▶ _Task directions_
State how many lines in the rows below contain the string "tire", matching case exactly, and give only that number.

▶ _Dataset_
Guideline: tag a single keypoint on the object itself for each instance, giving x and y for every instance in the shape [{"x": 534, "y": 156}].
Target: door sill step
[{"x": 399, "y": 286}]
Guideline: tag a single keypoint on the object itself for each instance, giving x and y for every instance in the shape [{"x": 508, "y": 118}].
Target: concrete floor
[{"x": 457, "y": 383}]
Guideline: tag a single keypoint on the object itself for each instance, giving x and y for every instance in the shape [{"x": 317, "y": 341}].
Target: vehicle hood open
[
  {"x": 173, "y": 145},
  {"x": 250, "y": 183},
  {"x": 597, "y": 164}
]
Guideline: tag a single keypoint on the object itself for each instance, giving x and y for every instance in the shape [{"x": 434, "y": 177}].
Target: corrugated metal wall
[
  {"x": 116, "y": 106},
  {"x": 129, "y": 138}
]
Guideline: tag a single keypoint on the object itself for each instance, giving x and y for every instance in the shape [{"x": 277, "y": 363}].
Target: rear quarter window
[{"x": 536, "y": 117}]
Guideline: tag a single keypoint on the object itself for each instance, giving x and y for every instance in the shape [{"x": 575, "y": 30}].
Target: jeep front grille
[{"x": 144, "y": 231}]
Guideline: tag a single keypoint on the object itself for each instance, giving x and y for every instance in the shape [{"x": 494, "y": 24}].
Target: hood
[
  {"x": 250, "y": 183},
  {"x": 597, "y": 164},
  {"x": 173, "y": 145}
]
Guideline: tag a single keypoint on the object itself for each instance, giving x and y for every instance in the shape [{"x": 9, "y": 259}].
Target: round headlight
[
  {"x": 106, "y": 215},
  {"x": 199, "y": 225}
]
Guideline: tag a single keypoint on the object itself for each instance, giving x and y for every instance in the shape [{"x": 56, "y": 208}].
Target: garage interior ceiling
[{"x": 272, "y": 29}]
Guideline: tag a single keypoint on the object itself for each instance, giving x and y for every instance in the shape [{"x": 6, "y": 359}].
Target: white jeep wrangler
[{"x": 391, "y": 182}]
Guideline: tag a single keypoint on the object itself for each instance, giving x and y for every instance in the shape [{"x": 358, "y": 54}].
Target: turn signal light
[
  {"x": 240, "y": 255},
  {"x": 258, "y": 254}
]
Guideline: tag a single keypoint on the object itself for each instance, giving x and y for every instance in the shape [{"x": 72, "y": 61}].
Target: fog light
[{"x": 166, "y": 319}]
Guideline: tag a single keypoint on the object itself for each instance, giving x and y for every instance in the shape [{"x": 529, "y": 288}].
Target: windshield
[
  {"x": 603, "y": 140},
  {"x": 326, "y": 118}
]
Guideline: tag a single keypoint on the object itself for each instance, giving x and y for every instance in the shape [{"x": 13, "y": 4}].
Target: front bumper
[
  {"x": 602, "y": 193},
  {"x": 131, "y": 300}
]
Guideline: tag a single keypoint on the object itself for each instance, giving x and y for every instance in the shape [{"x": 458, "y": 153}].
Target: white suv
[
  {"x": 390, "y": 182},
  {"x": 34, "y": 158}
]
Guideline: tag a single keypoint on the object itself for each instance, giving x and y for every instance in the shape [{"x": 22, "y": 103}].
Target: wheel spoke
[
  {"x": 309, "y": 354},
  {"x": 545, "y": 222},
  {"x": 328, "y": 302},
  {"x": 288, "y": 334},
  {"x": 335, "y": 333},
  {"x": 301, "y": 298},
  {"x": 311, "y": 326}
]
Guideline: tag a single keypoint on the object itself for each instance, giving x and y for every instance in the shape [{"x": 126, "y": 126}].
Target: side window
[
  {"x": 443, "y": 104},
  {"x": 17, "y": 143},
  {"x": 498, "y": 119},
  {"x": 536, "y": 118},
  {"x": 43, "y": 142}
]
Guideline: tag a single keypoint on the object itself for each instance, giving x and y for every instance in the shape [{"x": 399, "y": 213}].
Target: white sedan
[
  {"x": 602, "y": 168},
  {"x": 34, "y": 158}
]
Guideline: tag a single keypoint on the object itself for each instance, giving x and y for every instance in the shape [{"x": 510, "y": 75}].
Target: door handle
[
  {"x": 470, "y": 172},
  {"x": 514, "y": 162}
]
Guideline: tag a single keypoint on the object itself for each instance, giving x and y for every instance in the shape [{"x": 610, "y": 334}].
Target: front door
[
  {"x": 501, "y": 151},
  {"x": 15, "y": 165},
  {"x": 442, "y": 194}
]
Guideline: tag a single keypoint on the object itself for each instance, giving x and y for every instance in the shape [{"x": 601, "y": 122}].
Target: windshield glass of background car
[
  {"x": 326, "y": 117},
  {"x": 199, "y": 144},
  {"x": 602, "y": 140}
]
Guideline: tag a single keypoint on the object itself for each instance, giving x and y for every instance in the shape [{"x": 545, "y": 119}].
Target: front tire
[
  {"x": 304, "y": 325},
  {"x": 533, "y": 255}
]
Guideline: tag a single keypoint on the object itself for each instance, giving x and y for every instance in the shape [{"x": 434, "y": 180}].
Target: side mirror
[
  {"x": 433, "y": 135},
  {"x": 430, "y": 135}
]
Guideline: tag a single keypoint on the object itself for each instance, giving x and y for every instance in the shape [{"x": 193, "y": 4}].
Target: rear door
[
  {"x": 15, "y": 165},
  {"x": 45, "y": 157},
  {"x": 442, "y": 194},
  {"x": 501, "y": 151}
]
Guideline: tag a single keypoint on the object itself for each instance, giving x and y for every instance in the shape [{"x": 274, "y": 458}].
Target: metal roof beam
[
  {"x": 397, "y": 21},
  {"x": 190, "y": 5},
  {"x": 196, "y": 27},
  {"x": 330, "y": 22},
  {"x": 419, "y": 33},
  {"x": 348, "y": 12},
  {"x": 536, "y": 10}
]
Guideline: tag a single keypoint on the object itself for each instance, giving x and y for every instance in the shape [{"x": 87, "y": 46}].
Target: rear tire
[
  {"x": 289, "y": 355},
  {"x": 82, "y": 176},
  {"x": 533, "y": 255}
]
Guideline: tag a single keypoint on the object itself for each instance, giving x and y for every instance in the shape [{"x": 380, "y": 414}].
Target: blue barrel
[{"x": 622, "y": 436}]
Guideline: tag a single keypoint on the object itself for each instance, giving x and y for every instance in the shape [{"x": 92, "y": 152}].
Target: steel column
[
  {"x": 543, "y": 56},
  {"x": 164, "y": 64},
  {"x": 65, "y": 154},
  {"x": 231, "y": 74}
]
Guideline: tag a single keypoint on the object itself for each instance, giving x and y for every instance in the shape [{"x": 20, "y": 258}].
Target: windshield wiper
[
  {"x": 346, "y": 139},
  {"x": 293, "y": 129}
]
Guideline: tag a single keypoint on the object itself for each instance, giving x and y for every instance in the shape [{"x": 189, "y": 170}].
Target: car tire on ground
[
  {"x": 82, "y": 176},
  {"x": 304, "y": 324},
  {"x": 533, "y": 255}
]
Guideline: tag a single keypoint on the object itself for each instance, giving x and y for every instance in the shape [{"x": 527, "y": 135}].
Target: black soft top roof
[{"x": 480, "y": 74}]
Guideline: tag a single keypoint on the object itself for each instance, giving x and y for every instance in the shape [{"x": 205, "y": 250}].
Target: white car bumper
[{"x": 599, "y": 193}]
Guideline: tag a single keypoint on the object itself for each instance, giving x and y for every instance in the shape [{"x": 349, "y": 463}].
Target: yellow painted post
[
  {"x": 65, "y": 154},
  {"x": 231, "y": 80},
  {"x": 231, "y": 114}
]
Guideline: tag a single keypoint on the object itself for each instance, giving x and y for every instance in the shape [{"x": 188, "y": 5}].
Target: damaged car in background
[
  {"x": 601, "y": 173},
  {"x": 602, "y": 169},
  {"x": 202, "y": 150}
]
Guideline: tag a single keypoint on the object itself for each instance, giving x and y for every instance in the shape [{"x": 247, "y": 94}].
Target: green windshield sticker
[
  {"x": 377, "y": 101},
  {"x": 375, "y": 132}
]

▶ _Written answer_
3